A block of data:
* START *
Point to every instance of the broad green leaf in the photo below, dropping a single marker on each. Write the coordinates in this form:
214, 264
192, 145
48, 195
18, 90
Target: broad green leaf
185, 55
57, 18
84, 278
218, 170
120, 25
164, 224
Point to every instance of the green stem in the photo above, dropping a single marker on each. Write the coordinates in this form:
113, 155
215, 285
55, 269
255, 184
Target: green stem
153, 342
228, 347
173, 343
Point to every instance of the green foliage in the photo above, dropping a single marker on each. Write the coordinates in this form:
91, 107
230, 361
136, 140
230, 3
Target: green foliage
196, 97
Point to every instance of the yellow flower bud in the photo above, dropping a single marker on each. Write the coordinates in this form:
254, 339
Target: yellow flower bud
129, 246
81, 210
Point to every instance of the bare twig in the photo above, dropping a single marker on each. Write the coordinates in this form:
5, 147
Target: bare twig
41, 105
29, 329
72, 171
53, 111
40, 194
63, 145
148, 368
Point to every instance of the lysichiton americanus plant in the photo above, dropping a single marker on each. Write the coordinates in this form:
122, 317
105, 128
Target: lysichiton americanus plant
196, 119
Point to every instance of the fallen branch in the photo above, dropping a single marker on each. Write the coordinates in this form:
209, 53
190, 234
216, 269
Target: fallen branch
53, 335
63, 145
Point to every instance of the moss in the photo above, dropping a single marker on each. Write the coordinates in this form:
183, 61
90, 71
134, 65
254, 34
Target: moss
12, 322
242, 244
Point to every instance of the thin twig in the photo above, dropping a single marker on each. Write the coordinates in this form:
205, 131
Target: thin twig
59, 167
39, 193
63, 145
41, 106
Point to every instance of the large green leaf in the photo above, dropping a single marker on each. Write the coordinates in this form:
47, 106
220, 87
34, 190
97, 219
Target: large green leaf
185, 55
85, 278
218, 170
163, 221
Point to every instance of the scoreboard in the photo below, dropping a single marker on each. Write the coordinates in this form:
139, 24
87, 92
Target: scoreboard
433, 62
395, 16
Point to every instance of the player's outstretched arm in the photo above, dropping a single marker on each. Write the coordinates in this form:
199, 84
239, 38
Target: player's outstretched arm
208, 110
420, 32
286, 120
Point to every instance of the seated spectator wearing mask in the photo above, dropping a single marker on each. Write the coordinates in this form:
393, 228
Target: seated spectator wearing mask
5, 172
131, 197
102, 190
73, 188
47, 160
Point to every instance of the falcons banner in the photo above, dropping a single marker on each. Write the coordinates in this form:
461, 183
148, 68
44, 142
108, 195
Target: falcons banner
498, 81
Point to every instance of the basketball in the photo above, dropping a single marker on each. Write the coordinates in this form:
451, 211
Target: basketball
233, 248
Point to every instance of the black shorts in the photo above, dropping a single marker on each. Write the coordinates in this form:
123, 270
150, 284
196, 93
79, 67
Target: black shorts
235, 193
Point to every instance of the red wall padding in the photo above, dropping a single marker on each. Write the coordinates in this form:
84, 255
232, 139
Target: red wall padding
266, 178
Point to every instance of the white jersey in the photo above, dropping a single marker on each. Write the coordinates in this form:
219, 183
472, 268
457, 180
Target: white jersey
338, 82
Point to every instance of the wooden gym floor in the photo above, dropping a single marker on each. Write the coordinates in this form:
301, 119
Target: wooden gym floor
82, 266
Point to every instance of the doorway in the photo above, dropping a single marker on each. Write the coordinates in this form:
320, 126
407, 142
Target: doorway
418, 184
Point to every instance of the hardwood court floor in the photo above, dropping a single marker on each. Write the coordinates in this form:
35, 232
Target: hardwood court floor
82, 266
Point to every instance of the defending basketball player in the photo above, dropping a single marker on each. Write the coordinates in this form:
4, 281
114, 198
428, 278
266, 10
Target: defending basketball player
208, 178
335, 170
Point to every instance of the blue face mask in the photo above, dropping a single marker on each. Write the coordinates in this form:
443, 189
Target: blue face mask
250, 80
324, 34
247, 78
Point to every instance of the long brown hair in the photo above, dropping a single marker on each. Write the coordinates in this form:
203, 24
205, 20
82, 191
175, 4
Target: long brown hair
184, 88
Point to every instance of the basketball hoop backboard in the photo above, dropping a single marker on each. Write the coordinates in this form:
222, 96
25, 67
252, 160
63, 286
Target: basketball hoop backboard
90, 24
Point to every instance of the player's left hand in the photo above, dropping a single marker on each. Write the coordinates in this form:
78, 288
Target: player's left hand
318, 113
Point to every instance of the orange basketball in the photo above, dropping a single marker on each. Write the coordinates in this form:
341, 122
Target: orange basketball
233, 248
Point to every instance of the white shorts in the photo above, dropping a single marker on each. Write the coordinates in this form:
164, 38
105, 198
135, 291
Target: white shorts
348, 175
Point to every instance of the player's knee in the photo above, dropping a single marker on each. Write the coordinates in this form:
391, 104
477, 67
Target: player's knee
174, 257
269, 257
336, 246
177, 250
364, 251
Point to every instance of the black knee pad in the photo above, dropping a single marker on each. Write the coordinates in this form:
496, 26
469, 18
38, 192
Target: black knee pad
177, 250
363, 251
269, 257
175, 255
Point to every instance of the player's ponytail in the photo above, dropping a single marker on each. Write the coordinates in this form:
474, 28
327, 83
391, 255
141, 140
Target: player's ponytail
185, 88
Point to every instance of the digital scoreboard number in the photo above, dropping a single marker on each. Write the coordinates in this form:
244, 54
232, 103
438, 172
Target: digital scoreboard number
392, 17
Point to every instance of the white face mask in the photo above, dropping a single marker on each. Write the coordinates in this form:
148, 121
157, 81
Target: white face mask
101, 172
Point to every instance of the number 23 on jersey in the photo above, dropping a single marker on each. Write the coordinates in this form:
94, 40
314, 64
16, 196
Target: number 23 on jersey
* END *
Rewrite the data from the line containing "Point to every instance of the player's ponytail" through the end, changing "dropping a single marker" to "placing one marker" and leaving everything else untouched.

• **Exercise solution**:
Point to every instance of the player's ponytail in the photo above, placing one marker on each. Write the coordinates in this form:
474, 28
327, 83
391, 255
141, 140
Target: player's ponytail
185, 88
Point to every instance of the digital scoreboard number in the photo above, placing one marker on each. Write the coordinates in this form:
244, 54
232, 103
438, 172
Target: digital scoreboard number
392, 17
Point to every instance of the white face mask in the photo above, placing one marker on each. Write the coordinates in this form:
148, 121
157, 81
Target: white face mask
101, 172
Point to every instance of the number 23 on jersey in the photo above, placing one marker on each. Write the coordinates in this form:
94, 40
314, 64
16, 196
Target: number 23 on jersey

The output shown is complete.